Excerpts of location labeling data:

▼▼▼

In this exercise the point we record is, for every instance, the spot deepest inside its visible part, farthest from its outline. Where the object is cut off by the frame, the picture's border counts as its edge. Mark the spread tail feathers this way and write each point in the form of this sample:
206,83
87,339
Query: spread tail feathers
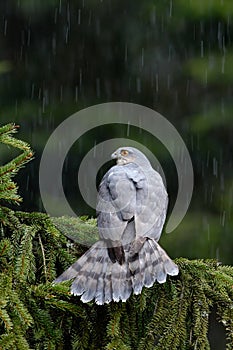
97,277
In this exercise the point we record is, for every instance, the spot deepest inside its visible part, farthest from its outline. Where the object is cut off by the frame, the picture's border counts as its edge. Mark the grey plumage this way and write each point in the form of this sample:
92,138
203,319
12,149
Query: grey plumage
131,210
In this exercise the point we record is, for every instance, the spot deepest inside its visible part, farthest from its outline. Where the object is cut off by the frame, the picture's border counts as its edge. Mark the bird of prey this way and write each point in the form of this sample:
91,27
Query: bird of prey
131,210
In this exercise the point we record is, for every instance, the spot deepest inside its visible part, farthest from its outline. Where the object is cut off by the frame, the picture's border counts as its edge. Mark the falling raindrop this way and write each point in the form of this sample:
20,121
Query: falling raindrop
76,93
79,16
157,82
202,48
126,52
128,127
142,58
5,27
138,82
215,167
98,87
170,8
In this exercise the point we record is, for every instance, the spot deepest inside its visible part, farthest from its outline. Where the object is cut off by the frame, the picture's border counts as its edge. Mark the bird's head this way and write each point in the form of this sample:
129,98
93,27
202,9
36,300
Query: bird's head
126,155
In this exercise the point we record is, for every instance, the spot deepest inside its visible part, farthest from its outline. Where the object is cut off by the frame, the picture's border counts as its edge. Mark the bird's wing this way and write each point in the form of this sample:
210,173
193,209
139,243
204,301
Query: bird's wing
117,200
152,203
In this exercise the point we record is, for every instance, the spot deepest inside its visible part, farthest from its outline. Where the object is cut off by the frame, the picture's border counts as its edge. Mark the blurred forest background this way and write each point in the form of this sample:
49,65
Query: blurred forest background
176,57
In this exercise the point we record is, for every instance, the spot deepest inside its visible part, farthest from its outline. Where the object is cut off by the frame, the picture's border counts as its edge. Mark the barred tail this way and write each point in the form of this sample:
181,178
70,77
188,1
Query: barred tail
97,277
149,264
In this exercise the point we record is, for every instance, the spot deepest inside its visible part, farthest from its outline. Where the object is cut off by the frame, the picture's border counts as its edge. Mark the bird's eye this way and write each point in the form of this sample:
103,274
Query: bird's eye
124,152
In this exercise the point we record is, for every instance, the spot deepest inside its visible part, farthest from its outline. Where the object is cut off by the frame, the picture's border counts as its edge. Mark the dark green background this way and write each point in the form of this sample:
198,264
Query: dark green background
176,57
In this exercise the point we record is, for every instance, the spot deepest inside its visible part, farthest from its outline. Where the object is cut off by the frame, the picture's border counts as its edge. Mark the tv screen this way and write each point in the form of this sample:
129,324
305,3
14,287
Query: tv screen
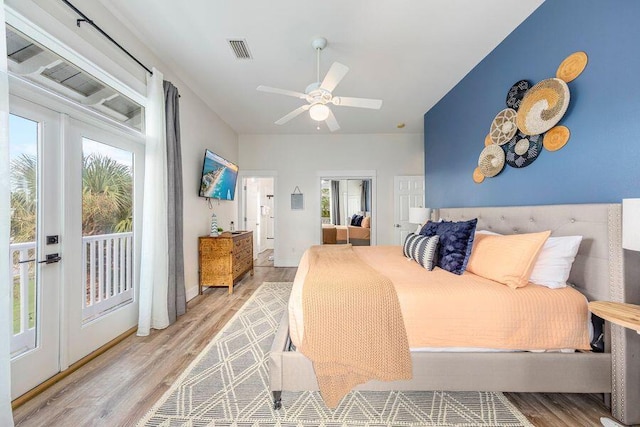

▲▲▲

* _TASK PROMPT_
Repeat the data exactly, without the pictures.

* _SOLUTION FOR THIS PROBLEM_
In this exercise the point we record is, for every instance, the spot deepest inside its visible part, farthest from its outline. Where the object is cut off by the frame, the picture's border counts as its edge. Mark the spread tail feathers this way and write each point in the form of this sample:
206,83
87,339
Query: spread tail feathers
97,277
In this exercise the point we record is, for every instance, the spot deepest inside its visible part, farthest from its outline. Where the object is cut off by the frame, the picture's border counts as its edge. Mark the grey plumage this way and write each point in the form of this sample:
92,138
203,319
12,149
Query: grey plumage
131,210
In this exercise the point we record is, for every instance, the spot deepest inside its visible part, farthest from its outline. Where the object is cut off by the frame, the picture's border counts as its edge. Mark the bird of prey this way and write each point in the form of this sample:
91,27
Query: bird of prey
131,210
In this exercise the point we record is, for every instance, the spot deepest inside its visible part, farthest from its outline. Where the object is cut off by the frame, the picture's border counts as its edge. Mark the falling raindrop this way and write each point in the form of this sample:
20,121
Query: falling raindrop
76,93
79,16
157,82
202,48
126,52
128,127
142,58
5,27
138,82
215,167
98,87
170,8
In this exercise the point we record is, for every instance, the spot deepest inside its visible part, farthest from its outline. Where the object is cut off by the frame, the picture's border counts as its edge. Mark the bird's head this way and write each point in the form of this sample:
129,98
93,27
202,9
36,300
Query: bird's head
126,155
In this exercise the point we record is, for every instance, the spot deepest inside its visible part, farthest from its outline. Where the object is cut off by the frame, the picture's border counts as its edge. Mark the bird's wing this way and write each point in the form of this sample:
210,173
193,209
139,243
204,301
Query: bird's wing
117,200
152,203
In this exercise the point we record is, for every instance, the spot deepest inside its visible part, farthest from its outline. Where the object is cut off by the frame, the picture's border counts as its edge. Mark the blurred forest background this way and write each point in the form of this sample:
49,65
Query: blurred forest background
176,57
In this exercise the point we record is, for every instance, the spot deepest inside its visible part, farthest from its outline. Where the object is cut off by the frame, the picture's border counts as its edge. Mark the barred tail this way and write each point in the form of this sample:
181,178
70,77
188,1
Query: barred tail
97,277
149,264
In this exercise the point we record is, for every instance, the spot deepest inside its visible part, farthest from its outline. Where the object is cut off by the frame, the picture's border counts as its edge. Mark the bird's eye this way and write each point in the form of this sample:
103,274
Query: bird's eye
124,152
In this exercise the point we record is, for every instance, the spot deepest inside its visible part, farthest from its outline. Where the object is cut off by the frame, the picture's border counts as its edge. Mark the dark green background this way and write each point in the form of this sample:
198,264
Query: dark green background
176,57
In this exercise the point we record is, for every instance, the spot deepest inside its visible part, farthest from its outline. Where the object is cut off by the frame, the picture's border counts as its edge. Mark the tv screen this way and write each point in the form of this sample:
129,324
305,3
14,287
Query: tv screen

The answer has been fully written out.